» Saved data entries
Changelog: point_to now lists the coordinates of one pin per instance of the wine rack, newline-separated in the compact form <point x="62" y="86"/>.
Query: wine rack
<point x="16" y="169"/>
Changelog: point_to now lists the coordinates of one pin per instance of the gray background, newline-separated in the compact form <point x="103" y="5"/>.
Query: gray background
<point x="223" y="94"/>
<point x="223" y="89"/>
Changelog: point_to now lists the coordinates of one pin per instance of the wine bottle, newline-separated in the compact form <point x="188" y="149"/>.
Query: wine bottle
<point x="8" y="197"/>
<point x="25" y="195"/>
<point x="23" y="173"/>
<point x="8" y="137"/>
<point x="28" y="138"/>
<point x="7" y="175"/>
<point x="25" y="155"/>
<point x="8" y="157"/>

==

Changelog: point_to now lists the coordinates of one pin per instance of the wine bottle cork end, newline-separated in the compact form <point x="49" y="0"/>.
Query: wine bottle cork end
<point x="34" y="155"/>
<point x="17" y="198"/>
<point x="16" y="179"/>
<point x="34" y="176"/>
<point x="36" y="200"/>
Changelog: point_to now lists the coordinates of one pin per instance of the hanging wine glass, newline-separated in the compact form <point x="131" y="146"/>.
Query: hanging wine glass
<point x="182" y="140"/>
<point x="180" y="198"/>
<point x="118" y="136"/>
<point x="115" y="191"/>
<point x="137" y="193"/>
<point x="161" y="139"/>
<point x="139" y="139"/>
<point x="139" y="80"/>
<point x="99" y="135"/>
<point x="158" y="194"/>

---

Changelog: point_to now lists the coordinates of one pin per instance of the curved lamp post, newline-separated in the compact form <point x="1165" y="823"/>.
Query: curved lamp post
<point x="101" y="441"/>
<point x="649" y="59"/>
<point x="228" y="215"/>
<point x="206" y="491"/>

» AIM OF THE TASK
Identify every line in the items above that contains the word "glass" and copy each of those lines.

» REPLY
Changelog: point_to now lists the coordinates of one pin per instance of the hanging wine glass, newline-separated in the compact form <point x="131" y="146"/>.
Query: hanging wine glass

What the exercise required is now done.